BAHMAN, der die kreative Vernunft jedes Menschen darstellt, wandelt sich im Kontext der sozialen Gemeinschaft zum Prinzip des gemeisamen Befragens (hamporsi), des Mischens, der Harmonie und des sozialen Zusammenhalts der Menschen untereinander. “Hamporsi“ ist der nie endende Dialog. Der Mensch in seiner Ursprünglichkeit befindet sich in permanenter Auseinandersetzung (hamporsi) mit dem Göttlichen und seine Einsicht (binesh) kommt aus dem unmittelbaren Fragen, Be- und Gegenfragen (hamporsi) des eigenen und allgemein Göttlichen. Der Mensch steht im Dialog (hamporsi) mit dem Göttlichen. Mit dieser Definition als Vorausetzung ist der Dialog der Menschen untereinander immer auch „hamporsi“ mit dem Heilig-Göttlichen. Der iranische Kulturstaat (farhangshahr) geht von der „Gleichheit aller Menschen“ aus, denn alle Menschen haben Teil an dem einen „Leben“ (jan), alle Menschen sind Samen des Lebensbaums d.h. sie sind göttlich, sie sind in ihrer Gesamtheit „janan“ (All-Leben). Da die kreative Vernunft (kherad) aus diesem heilig-göttlichen Leben (jan) unmittelbar hervorgeht (tarawesh) , sind „Leben und Vernunft“ jedes Menschen heilig. Kein Gesetz, keine Macht und kein Gott hat das Recht, dem Leben oder der menschlichen Vernunft Gewalt anzutun. Der Vernunft in ihrem kreativen Denken die Freiheit zu nehmen ist Vergewaltigung des Lebens und Negierung der Ursprünglichkeit des Menschen.

* **VORLIEGENDE EINTRÄGE**:
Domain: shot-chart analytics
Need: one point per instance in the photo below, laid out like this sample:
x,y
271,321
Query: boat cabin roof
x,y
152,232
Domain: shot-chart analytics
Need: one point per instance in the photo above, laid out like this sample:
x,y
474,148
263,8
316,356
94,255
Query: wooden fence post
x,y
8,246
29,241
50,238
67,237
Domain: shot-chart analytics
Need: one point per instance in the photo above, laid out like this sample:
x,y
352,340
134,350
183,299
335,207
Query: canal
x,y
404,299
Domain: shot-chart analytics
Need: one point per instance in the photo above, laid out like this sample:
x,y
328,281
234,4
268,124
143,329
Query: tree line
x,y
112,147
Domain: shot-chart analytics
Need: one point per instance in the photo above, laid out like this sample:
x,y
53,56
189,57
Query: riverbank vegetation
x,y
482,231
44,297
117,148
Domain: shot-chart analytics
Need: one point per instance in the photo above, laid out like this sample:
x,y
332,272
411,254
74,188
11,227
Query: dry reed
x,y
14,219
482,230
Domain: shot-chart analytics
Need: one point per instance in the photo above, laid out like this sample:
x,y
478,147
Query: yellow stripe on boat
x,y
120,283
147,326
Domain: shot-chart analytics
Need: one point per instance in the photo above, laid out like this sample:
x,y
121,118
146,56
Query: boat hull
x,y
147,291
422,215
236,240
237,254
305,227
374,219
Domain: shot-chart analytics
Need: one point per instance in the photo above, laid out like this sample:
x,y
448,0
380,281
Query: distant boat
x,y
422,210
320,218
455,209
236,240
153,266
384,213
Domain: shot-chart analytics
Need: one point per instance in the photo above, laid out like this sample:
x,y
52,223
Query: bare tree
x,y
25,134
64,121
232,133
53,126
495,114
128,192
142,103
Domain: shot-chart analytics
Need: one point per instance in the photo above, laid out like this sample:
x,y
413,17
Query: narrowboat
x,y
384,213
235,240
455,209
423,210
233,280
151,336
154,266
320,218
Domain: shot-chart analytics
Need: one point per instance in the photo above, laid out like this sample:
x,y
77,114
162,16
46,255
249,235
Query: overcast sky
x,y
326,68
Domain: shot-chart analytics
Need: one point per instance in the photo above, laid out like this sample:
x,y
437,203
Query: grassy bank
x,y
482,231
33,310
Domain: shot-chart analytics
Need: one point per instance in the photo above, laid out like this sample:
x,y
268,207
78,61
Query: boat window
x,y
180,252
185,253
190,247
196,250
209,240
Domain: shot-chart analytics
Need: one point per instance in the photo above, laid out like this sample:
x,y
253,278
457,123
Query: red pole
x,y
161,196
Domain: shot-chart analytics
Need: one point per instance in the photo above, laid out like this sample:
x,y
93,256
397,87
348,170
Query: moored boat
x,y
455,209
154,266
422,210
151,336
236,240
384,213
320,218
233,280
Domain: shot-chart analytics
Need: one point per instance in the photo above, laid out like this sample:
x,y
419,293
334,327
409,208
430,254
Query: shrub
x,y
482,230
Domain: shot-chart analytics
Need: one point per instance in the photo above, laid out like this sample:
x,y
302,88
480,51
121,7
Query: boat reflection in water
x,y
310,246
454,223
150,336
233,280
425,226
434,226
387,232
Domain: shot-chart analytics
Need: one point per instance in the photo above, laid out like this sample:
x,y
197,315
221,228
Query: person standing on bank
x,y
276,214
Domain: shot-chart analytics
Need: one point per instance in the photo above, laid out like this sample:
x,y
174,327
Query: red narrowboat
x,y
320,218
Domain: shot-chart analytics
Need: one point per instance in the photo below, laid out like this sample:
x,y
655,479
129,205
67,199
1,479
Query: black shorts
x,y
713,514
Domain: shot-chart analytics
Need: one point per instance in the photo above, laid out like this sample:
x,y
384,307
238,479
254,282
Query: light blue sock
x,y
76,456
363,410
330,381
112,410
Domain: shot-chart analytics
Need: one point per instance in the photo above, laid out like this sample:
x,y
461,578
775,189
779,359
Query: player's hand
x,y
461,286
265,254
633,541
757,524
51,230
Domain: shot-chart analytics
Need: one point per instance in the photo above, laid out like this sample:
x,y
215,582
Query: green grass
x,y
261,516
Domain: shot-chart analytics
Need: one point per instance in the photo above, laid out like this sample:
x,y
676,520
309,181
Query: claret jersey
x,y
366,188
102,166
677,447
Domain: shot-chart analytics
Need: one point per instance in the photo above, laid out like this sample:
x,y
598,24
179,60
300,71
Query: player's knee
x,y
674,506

* **AUFGABEN**:
(a) Von welchem Grundsatz geht der iranische Kulturstaat (farhangshahr) laut dem Text über Bahman aus?
(b) Schreib den Text über Bahman nach seinem letzten Satz weiter.
Die Einträge stammen aus einer anderen Quelle.

* **ANTWORTEN IN REIHENFOLGE**:
(a) Von der „Gleichheit aller Menschen“.

(b)
Auf diese Weise sind Freiheit der menschlichen Vernunft und kreatives Denken im Selbstverständnis der Kultur des Iran heilig. Der Begriff „shahriwar“, der über Jahrtausende die Werteskala der politischen Macht des Iraners bestimmte, definiert sich als „Herrscher und Staat gewählt durch die kreative Vernunft der Menschen“. Regierender und Regierter müssen immer wieder mit Hilfe der menschlichen Vernunft (kherad) von neuem frei gewählt werden und nicht nach „Glaubensgrundsätzen“, die die fertige Idee der „absoluten Wahrheit“ präsentieren, und die sich gegen die suchende, forschende, neuschaffende Natur des Menschen wenden. In der Kultur des Iran sind die Menschen wie Samen einer Traube (khusheh), deren Weinbeeren durch die Rispen miteinander verbunden sind. Die Traube (khusheh) als Gesamtheit aller potenziellen Samen ist Sinnbild des Göttlichen. Eingebundensein und beständiger Dialog (hamporsi) charakterisieren das Miteinander des Einzelnen mit dem Ganzen. Mit anderen Worten, das Individuum handelt gemäss den iranischen Vorstellungen vom Göttlichen, wenn es sich mit anderen Individuen in einem demokratischen Rechtsstaat organisiert. Eine funktionierende soziale Gemeinschaft (wahdat-e ejtema`) wächst heran durch den Diskurs des Einzelnen mit den Anderen in der Suche nach einer angemessenen Form des Zusammenlebens und nicht durch den „Glauben an einen Führer, eine Religion, eine Lehre oder ein ´Heiliges Buch`“. BAHMAN und ARTA in der Tiefe jedes Menschen symbolisieren Ursprung des Anfangs und des Neuschaffens.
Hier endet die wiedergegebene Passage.